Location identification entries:
____________
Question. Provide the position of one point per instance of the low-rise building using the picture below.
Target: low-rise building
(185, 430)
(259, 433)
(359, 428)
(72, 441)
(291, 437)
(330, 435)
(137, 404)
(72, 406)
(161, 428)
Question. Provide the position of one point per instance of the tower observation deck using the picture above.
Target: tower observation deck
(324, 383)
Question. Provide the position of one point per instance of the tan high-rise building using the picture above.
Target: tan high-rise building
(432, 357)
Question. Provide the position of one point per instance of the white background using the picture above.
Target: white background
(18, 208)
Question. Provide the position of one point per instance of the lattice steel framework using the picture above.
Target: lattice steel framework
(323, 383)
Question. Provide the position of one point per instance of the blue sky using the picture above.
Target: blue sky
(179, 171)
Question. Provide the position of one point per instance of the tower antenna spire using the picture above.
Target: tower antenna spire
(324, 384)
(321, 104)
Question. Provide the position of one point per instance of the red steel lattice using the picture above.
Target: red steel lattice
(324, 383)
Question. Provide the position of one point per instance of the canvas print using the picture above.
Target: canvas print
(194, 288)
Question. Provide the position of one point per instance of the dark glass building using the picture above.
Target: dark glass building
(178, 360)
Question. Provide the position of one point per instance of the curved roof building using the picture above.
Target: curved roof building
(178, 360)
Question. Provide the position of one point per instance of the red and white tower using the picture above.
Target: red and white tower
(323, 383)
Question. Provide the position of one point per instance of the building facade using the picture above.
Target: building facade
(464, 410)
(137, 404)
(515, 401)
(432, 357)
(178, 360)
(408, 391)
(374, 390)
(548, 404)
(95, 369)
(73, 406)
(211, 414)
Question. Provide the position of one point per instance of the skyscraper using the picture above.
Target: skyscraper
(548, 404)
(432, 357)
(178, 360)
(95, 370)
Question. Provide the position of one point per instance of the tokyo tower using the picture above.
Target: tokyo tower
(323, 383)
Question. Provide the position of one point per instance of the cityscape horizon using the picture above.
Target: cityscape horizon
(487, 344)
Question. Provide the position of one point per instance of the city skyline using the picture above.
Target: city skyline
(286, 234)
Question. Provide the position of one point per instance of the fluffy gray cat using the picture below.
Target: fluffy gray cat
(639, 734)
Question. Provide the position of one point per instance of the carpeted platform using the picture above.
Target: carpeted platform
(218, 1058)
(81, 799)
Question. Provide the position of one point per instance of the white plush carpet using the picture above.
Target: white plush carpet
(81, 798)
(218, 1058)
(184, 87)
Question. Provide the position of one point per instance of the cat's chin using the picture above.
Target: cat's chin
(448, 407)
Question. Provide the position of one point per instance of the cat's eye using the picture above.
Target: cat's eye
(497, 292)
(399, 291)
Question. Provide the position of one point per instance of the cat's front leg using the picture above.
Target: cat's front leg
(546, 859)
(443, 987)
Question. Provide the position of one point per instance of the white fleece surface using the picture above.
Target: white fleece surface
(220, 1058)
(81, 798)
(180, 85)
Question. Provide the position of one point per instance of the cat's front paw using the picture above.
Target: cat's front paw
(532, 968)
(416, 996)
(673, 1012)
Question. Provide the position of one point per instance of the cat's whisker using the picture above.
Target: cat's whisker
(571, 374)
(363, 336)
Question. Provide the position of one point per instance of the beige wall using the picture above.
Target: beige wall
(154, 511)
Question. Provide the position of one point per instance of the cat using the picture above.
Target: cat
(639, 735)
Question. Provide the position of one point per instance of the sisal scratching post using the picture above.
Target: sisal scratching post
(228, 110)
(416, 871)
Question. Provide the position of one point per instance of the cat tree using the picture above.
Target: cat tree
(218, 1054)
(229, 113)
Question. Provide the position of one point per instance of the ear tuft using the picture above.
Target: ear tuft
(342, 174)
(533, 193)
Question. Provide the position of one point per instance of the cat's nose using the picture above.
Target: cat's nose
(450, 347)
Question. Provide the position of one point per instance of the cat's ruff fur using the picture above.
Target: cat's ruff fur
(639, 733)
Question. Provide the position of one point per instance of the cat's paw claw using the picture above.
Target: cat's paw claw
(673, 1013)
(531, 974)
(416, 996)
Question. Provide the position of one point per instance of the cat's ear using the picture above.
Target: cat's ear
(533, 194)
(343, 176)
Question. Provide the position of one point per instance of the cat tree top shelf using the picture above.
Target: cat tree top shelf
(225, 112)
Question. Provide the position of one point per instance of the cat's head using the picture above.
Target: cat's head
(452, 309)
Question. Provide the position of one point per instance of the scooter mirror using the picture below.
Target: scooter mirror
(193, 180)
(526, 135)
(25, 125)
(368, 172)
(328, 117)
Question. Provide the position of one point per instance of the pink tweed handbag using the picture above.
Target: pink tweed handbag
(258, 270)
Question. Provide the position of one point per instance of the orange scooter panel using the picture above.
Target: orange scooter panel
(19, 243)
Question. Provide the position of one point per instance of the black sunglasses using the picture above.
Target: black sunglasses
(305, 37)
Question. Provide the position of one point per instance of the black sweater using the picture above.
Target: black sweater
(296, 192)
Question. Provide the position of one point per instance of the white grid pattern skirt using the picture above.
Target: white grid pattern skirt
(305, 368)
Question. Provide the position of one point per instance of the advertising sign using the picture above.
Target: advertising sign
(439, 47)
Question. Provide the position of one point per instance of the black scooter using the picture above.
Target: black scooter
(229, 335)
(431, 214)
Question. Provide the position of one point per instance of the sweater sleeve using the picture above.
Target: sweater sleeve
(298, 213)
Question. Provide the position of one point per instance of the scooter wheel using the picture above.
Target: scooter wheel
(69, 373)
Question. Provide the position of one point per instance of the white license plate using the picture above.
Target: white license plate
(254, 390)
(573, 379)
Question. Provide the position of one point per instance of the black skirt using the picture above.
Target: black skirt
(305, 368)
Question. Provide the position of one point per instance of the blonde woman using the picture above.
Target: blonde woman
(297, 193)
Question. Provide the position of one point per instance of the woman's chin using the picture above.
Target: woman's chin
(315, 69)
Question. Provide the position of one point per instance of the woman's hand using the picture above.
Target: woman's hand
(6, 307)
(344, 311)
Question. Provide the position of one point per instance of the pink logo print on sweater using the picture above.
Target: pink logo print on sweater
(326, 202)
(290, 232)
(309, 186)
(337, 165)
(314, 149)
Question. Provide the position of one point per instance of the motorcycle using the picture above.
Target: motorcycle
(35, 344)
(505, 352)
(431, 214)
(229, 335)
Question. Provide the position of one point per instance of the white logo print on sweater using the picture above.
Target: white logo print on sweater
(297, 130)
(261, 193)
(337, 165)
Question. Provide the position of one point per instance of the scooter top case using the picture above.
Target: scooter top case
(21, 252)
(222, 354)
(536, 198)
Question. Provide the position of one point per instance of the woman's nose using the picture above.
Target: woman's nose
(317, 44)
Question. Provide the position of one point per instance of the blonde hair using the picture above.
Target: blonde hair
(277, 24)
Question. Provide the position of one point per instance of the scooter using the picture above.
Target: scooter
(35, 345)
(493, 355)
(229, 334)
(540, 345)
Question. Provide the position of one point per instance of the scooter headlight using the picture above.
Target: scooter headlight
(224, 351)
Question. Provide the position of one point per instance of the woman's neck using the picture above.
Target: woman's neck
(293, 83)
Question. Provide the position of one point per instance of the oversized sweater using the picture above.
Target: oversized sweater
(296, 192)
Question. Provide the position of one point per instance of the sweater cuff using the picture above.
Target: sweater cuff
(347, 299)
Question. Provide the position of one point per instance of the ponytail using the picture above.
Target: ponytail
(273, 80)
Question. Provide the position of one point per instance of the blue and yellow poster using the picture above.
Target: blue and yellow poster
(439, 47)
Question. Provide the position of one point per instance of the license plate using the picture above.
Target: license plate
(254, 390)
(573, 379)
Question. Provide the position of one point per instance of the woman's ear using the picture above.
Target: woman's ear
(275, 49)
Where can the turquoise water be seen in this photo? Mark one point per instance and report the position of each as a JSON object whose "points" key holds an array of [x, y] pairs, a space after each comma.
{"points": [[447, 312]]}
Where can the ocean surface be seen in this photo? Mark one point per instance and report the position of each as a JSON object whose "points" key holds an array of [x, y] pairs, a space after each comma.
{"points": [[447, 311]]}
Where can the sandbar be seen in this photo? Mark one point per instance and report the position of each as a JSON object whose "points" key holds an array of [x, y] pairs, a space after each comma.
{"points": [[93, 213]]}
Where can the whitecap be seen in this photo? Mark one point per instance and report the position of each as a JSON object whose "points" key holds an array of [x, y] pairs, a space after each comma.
____________
▶ _Instruction_
Give the lines exactly as they stand, from the line with "headlight using the picture above." through the end of the material.

▶ _Finished exercise_
Question. Provide the position of one point per instance of the scooter headlight using the picture above.
Target: scooter headlight
(224, 351)
Question. Provide the position of one point per instance of the woman's neck using the picture above.
Target: woman's neck
(293, 83)
Question. Provide the position of one point per instance of the oversized sweater using the picture above.
Target: oversized sweater
(296, 192)
Question. Provide the position of one point per instance of the sweater cuff using the picture above.
Target: sweater cuff
(347, 299)
Question. Provide the position of one point per instance of the ponytail using the picture above.
Target: ponytail
(273, 80)
Question. Provide the position of one point per instance of the blue and yellow poster using the picture above.
Target: blue and yellow poster
(439, 47)
Question. Provide the position of one point per instance of the license plate using the picture above.
Target: license plate
(254, 390)
(573, 379)
Question. Provide the position of one point per instance of the woman's ear using the picture above.
Target: woman's ear
(275, 49)
Where can the turquoise water be seen in this photo? Mark one point per instance and report the position of each as a JSON object whose "points" key holds an array of [x, y] pairs, a space after each comma.
{"points": [[447, 312]]}
Where can the ocean surface be seen in this photo? Mark one point per instance and report the position of each as a JSON object whose "points" key holds an array of [x, y] pairs, a space after each comma.
{"points": [[447, 311]]}
Where can the sandbar be seen in this photo? Mark one point per instance and report the position of each as a JSON object whose "points" key holds an array of [x, y] pairs, a space after each comma.
{"points": [[93, 213]]}
Where can the whitecap be seen in this photo? Mark one point per instance and report the position of each as a JSON object whose "points" key holds an array of [x, y] pairs, a space after each comma.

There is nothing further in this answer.